WHAT NEEDS TO BE DONE:
Leaving out all pictures, transcribe exactly the lines between the line with "pants shown in the photo above." and the last line of the records below, both included.

Collected data entries
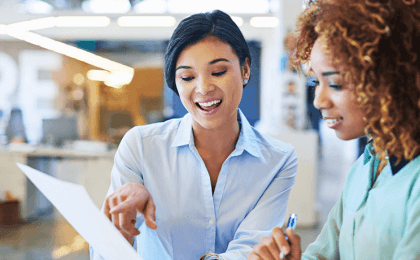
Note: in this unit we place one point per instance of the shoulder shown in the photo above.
(414, 185)
(161, 128)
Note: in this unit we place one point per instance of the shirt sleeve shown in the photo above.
(126, 169)
(269, 212)
(408, 247)
(326, 244)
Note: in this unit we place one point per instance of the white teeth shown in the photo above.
(332, 121)
(209, 104)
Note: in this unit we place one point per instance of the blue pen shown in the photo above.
(290, 224)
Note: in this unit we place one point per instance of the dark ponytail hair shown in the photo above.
(197, 27)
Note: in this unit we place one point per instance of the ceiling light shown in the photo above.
(125, 73)
(146, 21)
(82, 21)
(264, 21)
(35, 24)
(151, 7)
(3, 29)
(37, 7)
(106, 6)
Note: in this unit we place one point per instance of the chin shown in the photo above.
(348, 136)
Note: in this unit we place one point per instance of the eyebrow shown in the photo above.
(210, 63)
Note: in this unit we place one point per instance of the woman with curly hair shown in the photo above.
(364, 55)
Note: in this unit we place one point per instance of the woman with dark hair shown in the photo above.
(208, 185)
(365, 56)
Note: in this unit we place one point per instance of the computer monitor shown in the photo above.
(57, 131)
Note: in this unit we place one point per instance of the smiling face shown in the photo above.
(209, 81)
(335, 99)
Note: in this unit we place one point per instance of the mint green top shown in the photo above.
(380, 221)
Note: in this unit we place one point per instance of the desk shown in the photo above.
(90, 169)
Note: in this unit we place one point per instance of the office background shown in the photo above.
(63, 109)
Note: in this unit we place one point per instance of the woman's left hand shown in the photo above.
(270, 247)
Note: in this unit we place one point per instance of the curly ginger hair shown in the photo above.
(376, 43)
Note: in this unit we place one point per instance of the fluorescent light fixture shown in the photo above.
(264, 21)
(82, 21)
(106, 6)
(3, 29)
(238, 20)
(35, 24)
(37, 7)
(125, 73)
(151, 7)
(97, 75)
(146, 21)
(230, 6)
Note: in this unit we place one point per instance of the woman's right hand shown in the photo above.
(270, 247)
(121, 208)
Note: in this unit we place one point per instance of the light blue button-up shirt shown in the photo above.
(249, 199)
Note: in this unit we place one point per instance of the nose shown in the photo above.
(322, 97)
(204, 86)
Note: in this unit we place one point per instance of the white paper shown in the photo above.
(75, 204)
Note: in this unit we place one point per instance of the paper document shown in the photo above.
(75, 204)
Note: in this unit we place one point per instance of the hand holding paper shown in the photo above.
(121, 208)
(75, 204)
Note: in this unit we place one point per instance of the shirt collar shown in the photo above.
(392, 161)
(246, 141)
(368, 152)
(184, 134)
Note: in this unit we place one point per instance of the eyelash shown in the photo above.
(216, 74)
(335, 87)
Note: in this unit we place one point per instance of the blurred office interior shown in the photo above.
(75, 75)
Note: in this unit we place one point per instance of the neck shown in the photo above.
(217, 141)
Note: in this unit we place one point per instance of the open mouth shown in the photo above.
(209, 106)
(333, 122)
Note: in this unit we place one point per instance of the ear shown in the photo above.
(245, 69)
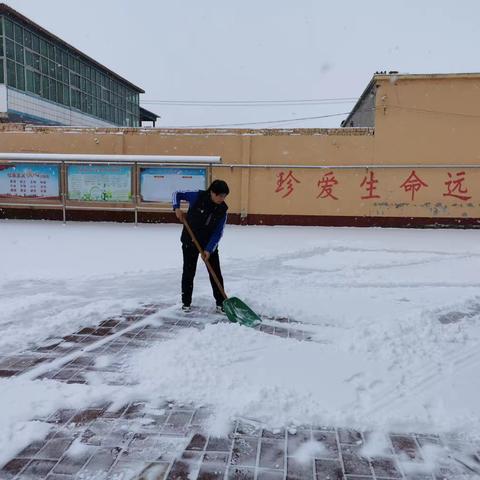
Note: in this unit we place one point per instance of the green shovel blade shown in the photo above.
(239, 312)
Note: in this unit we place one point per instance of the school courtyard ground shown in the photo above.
(365, 365)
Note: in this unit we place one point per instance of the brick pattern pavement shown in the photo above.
(170, 442)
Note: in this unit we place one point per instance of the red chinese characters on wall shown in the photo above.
(455, 187)
(370, 184)
(326, 184)
(413, 184)
(286, 183)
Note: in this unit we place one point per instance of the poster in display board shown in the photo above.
(99, 183)
(157, 184)
(29, 181)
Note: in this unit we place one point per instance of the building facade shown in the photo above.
(44, 80)
(418, 166)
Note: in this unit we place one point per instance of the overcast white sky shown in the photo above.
(218, 50)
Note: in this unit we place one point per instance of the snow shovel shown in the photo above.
(235, 309)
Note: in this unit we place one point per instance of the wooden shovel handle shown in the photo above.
(207, 263)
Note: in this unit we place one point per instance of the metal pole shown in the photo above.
(64, 186)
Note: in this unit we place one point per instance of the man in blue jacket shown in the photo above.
(207, 216)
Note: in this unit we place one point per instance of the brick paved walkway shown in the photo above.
(169, 442)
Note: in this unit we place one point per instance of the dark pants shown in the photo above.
(190, 258)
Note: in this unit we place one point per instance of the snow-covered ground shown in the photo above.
(394, 316)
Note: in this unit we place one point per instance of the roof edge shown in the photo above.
(7, 10)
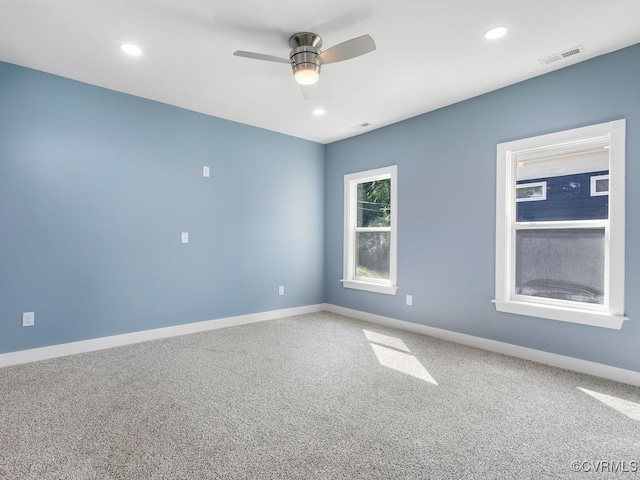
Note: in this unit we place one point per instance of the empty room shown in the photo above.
(346, 240)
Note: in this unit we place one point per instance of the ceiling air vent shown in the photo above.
(562, 55)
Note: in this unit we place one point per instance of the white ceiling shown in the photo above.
(429, 53)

COMPLETED TASK:
Note: in this unit we place one point per instance of the dark pants shown in the photo above.
(190, 258)
Note: in this unit we place one point per instance of the snow-covered ground shown in the photo above.
(394, 316)
Note: in this unit we place one point per instance of the roof edge shown in the photo above.
(7, 10)
Note: in this unit we place one point per instance of the empty room shown in the photo above.
(346, 240)
Note: in this unit we place one point per instance of the ceiling air vent shown in the photo above.
(562, 55)
Note: in this unit we place one point per instance of the white ceiling shown in the photo above.
(429, 53)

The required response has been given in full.